What to work on: Please format all the data below as a JSON list of strings, with one string per line and no blank lines. Leave the pictures out.

---

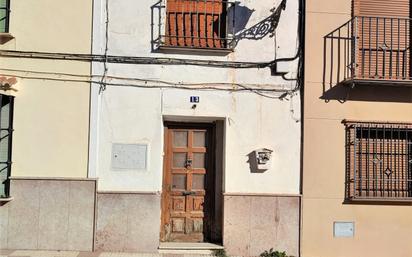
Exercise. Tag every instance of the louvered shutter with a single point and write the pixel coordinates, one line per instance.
(195, 23)
(382, 8)
(383, 38)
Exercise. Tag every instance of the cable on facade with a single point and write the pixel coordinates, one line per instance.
(106, 49)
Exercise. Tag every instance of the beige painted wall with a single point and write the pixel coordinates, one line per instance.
(380, 230)
(51, 116)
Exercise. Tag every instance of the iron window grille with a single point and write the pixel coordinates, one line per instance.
(6, 134)
(4, 16)
(378, 161)
(201, 24)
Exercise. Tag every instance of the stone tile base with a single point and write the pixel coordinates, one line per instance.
(128, 222)
(253, 224)
(49, 214)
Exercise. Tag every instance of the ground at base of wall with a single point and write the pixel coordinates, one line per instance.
(29, 253)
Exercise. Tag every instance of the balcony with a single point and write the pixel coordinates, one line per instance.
(369, 51)
(193, 24)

---

Full response:
[
  "Exercise. Tag every instance of the louvered shutter with a single point and write the pixel coordinates, one line per instance.",
  "(195, 23)",
  "(382, 8)",
  "(383, 38)",
  "Exercise. Tag every instance of the cable on facade with a single point and write the pixel coordinates, one line per instance.",
  "(106, 49)",
  "Exercise. Tag every instance of the beige painted wall with a single point and write the pixel coordinates, one line per instance.",
  "(380, 230)",
  "(51, 116)",
  "Exercise. Tag every instance of the iron window grille with a single point and write the pixel coordinates, one line per instance.",
  "(6, 134)",
  "(4, 16)",
  "(378, 161)",
  "(201, 24)",
  "Exercise. Tag every instance of the stone tile base with a single point and write the pixel coordinates, one line per instance.",
  "(128, 222)",
  "(253, 224)",
  "(49, 214)",
  "Exercise. Tag every instance of the ground at base of wall with a single point and write the pixel coordinates, one line per instance.",
  "(29, 253)",
  "Exercise. Tag every instance of the balcony with a single point and write the pixel coordinates, one line per instance.",
  "(369, 51)",
  "(193, 24)"
]